> [TRY IT]:
Reproduce exactly the line with "to detect beard" and the lines after it. Stop at the last line of the data and include nothing else.

> [DATA EXTRACTS]:

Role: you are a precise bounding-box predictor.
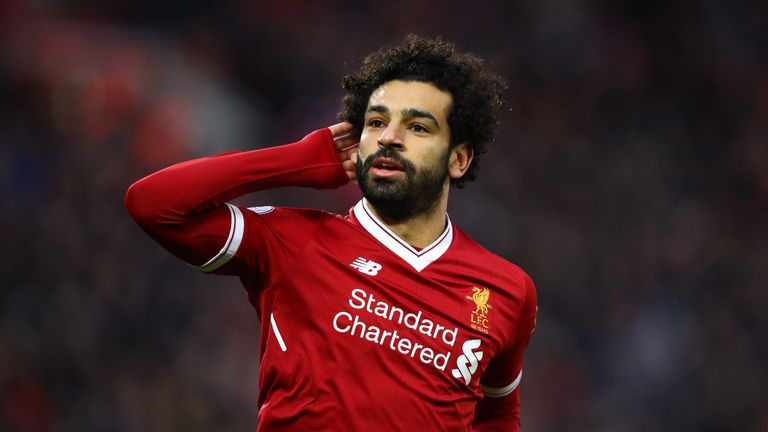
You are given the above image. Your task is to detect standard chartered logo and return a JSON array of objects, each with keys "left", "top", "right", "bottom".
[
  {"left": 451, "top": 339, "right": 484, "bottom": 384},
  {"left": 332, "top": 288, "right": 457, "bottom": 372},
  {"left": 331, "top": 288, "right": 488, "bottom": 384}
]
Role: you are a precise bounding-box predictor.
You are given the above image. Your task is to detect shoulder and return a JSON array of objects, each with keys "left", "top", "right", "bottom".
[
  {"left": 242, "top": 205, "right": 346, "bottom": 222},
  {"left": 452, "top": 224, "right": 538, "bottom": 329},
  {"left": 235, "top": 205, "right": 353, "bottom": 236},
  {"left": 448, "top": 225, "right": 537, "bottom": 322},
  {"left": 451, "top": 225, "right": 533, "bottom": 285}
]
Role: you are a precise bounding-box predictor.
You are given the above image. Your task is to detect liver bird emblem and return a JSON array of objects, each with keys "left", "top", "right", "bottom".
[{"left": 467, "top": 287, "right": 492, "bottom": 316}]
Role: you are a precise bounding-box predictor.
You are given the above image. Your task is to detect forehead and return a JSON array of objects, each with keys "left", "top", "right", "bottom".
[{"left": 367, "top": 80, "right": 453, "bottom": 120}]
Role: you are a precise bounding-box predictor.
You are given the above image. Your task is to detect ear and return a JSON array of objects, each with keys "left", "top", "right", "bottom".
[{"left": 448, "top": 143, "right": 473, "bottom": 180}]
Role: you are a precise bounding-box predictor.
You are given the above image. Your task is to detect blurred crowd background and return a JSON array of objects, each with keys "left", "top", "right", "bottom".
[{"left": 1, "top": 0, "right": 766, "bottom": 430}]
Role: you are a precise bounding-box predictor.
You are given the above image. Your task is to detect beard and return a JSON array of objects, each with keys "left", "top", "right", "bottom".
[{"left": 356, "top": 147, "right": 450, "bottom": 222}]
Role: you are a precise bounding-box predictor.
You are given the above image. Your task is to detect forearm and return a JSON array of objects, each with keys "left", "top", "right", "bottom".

> [ANSWER TO THIS EXERCISE]:
You are given the above image. Your task is to detect beard and return a JSON array of objects, each with keys "left", "top", "right", "bottom".
[{"left": 356, "top": 147, "right": 450, "bottom": 222}]
Role: you are a precise bounding-box predictor.
You are given the above image. Your task is to detect forearm and return a JSON array of objects, each with keys "left", "top", "right", "bottom".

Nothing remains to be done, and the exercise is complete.